**Set problem:** Switch "Drop a marker" to "Place a point" in every row below, and repeat the lines with all other wording unchanged.
── Records to use
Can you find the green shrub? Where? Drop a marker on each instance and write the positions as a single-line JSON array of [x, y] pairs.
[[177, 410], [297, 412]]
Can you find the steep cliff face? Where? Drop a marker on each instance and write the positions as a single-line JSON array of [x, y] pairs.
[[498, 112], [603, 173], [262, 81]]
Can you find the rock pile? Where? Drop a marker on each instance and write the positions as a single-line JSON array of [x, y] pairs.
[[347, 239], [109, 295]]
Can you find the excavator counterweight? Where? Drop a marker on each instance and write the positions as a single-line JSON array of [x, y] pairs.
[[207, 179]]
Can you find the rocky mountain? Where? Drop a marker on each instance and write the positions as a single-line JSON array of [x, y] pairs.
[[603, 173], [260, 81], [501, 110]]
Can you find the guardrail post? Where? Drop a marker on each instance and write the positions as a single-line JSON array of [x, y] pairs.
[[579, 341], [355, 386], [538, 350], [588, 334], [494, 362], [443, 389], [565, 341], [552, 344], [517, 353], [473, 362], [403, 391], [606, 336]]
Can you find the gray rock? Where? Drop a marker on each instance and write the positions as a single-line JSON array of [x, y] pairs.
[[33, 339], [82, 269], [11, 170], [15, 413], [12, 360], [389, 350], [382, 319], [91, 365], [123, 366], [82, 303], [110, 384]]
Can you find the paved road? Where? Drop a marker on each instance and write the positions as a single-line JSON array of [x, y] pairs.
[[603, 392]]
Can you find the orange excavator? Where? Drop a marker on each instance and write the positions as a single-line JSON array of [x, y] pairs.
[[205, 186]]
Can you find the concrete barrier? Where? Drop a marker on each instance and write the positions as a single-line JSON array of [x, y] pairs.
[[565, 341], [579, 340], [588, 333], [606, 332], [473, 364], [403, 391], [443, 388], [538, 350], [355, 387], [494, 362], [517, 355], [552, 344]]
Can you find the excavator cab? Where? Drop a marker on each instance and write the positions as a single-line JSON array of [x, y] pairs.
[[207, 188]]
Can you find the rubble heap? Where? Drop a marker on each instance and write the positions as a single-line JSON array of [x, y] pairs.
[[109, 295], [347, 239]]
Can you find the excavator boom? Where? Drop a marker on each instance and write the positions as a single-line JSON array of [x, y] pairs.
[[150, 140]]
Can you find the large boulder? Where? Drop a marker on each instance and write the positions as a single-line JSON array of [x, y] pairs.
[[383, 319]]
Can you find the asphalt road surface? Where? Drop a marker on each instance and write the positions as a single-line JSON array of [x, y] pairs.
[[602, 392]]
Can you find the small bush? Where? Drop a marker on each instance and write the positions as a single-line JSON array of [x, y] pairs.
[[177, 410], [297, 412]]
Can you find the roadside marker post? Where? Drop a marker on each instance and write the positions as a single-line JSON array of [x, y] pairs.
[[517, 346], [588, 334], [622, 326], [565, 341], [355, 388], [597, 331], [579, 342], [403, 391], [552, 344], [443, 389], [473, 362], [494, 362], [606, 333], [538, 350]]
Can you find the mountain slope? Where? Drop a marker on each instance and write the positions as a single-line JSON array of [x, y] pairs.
────
**Solution to the exercise:**
Can you find the green shrub? Where? Place a point on each instance and write the positions as a single-line JSON array of [x, y] pairs.
[[177, 410], [297, 412]]
Can you find the steep cliff face? Where? Place a point on each instance and write the positions as a single-line JSON array of [x, y] pairs.
[[498, 112], [603, 173], [262, 81]]
Can you find the rock pile? Where? Place a point on each instance and write the positions as a single-line JSON array of [x, y] pairs.
[[347, 239], [109, 295]]
Can you find the excavator counterweight? Where? Place a point on each instance and write the positions as a single-line JSON array of [x, y] pairs.
[[207, 179]]
Can you find the rocky mountain? Where? Place a point on each instance and write the positions as a single-line JSON array of [x, y] pairs.
[[603, 173], [260, 81], [501, 110]]
Can you find the guardrail post? Where? Place a point on each instance and write the positions as a single-line JSON array of [x, y] pairs.
[[579, 341], [355, 386], [538, 350], [588, 334], [494, 362], [443, 389], [565, 341], [552, 344], [517, 353], [473, 362], [403, 391], [606, 336]]
Can you find the gray rock? Where? Place a point on each instance and write the positions as a single-line JSON array of [x, y] pairs.
[[33, 339], [82, 269], [11, 170], [15, 413], [12, 360], [389, 350], [382, 319], [91, 365], [123, 366], [82, 303], [110, 384]]
Can you find the paved road? Where? Place a point on each instance and write the positions as a single-line JSON array of [x, y] pairs.
[[603, 392]]
Can you find the orange excavator? Where? Place a point on each instance and write the positions as a single-line JSON array of [x, y] pairs.
[[205, 186]]
Can you find the concrete barrier? Where? Place a point on each instance and write the positions as a single-line JSON array of [x, y] pairs.
[[565, 341], [579, 340], [588, 333], [606, 332], [473, 364], [403, 391], [443, 388], [538, 350], [355, 387], [494, 362], [517, 355], [552, 344]]
Can you find the excavator cab? Where? Place a point on each instance and write the positions as a single-line JSON array of [x, y] pairs.
[[207, 188]]
Can you find the rubble heap? Where? Place a point on each instance and write the positions as a single-line JSON array of [x, y] pairs.
[[109, 295], [347, 239]]
Can you find the excavator boom? Where? Place a point on each instance and write the positions as a single-line JSON array of [x, y] pairs.
[[150, 140]]
Can you find the large boulder? Where? Place a point on each instance and write the positions as a single-line JSON array of [x, y] pairs.
[[383, 319]]
Can you find the asphalt road surface? Where? Place a point on each instance and write the positions as a single-line JSON array of [x, y] pairs.
[[602, 392]]
Can you find the small bush? Where? Place a point on each instance and write the positions as a single-line JSON array of [x, y] pairs.
[[177, 410], [297, 412]]
Can you find the roadside marker post? Where? Place a point on each instance and write the positions as a single-line JSON array of [x, y] pairs.
[[517, 346], [588, 334], [622, 326], [565, 341], [355, 388], [597, 331], [579, 342], [403, 391], [552, 344], [443, 389], [473, 362], [494, 362], [606, 333], [538, 350]]
Can you find the mountain slope? Where? Place a point on each instance and write the positions as a single-line JSON array of [x, y] pairs.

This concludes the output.